DOCUMENT:
========

Eakinomics: Shelter
Inflation – Is the End in Sight?
This headline
was sure to grab attention: “Rental Market Tracker: U.S. Rents Post First
Annual Decline in Three Years.” The news release was from Redfin, the real
estate brokerage firm. The table from the release is reproduced at the
bottom; it indicates that year-over-year changes in rent were negative in 13
of the 50 most populous metropolitan areas in the United States.
In contrast, four measures of shelter inflation from the official Consumer
Price Index (CPI) produced by the Bureau of Labor Statistics (BLS) are shown
below. Although it is probably a violation of the norms of civilized graphing
to put four lines in one presentation, the most important fact jumps right
out: There are no negative entries. Regardless of whether one looks at rents
(blue and gray) or owner-equivalent rent (OER, the hypothetical rent a
homeowner would charge herself monthly; orange and yellow), inflation is
positive. If one looks at monthly inflation (at an annualized rate; blue and
orange) or year-over-year inflation (gray and yellow), inflation is positive.

========

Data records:
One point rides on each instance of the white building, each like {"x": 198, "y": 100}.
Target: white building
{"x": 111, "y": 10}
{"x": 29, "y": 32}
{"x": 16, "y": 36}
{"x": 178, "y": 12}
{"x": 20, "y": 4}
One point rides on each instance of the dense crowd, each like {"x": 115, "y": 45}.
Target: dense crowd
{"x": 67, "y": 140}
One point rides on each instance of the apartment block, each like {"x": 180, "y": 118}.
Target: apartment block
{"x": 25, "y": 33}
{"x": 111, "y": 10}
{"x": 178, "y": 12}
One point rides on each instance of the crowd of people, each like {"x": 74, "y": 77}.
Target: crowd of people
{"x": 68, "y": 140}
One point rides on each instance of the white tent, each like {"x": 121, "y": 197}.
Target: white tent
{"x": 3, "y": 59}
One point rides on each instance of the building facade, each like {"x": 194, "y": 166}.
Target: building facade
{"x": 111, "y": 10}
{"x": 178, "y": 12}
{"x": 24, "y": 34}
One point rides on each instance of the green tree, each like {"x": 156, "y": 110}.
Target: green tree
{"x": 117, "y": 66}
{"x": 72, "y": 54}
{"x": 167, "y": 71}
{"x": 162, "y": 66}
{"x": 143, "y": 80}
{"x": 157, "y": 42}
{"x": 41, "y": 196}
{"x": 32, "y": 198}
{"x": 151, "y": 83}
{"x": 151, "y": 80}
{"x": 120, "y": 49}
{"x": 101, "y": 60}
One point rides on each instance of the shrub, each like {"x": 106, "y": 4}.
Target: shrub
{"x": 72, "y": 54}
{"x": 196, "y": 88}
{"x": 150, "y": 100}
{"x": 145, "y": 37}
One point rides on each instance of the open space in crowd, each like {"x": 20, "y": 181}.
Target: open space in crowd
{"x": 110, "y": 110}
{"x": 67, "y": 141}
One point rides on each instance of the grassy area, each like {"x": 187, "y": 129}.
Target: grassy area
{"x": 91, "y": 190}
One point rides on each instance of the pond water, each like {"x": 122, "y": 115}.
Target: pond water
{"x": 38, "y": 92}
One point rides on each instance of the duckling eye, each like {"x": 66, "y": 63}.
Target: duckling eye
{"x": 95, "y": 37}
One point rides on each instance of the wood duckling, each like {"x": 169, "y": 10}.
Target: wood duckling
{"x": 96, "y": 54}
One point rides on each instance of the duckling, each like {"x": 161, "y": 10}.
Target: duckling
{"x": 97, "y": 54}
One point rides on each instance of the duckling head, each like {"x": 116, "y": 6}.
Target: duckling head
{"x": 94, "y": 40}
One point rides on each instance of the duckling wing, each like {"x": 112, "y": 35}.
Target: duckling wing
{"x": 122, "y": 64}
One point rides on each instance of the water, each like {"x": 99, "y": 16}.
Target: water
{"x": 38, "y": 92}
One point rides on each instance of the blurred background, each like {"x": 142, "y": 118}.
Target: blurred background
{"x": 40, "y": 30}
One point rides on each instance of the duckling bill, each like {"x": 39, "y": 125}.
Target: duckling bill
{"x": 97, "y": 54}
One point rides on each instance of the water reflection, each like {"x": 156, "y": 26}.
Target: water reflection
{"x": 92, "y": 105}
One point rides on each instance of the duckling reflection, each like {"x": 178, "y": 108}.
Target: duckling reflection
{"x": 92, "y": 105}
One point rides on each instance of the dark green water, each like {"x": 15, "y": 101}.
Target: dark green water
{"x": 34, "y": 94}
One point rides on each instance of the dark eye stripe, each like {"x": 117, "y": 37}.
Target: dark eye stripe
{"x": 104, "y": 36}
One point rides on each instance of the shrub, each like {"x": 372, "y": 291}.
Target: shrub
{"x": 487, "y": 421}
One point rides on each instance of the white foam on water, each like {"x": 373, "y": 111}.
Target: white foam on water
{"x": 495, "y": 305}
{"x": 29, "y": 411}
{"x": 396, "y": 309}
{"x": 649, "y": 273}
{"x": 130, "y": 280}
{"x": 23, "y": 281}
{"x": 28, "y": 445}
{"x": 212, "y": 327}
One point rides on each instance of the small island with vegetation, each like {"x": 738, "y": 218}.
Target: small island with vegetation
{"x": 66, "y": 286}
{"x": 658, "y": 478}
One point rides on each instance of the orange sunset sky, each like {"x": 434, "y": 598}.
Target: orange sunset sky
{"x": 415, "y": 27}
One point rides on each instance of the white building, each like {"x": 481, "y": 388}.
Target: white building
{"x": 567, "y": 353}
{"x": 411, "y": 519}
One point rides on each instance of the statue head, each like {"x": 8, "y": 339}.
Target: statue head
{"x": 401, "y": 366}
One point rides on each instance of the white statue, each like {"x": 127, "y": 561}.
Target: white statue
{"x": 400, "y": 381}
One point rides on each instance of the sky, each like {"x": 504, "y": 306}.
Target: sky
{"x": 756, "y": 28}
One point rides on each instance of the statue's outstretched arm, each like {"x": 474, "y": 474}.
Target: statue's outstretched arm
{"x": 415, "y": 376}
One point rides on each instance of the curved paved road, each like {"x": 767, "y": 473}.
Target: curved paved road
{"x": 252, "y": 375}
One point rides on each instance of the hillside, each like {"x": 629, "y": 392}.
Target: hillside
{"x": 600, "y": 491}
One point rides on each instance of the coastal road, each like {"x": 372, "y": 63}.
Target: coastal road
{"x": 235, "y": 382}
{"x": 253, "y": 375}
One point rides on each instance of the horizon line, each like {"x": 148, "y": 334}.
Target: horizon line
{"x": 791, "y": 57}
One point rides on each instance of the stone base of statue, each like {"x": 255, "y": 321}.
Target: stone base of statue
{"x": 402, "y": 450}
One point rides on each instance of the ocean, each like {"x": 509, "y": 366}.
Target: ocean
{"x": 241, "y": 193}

========

THE PROBLEM: Please rewrite the stretch of the shelter inflation text from "This headline" through "the United States.", substituting "brokerage company" for "brokerage firm".

SOLUTION BELOW:
This headline
was sure to grab attention: “Rental Market Tracker: U.S. Rents Post First
Annual Decline in Three Years.” The news release was from Redfin, the real
estate brokerage company. The table from the release is reproduced at the
bottom; it indicates that year-over-year changes in rent were negative in 13
of the 50 most populous metropolitan areas in the United States.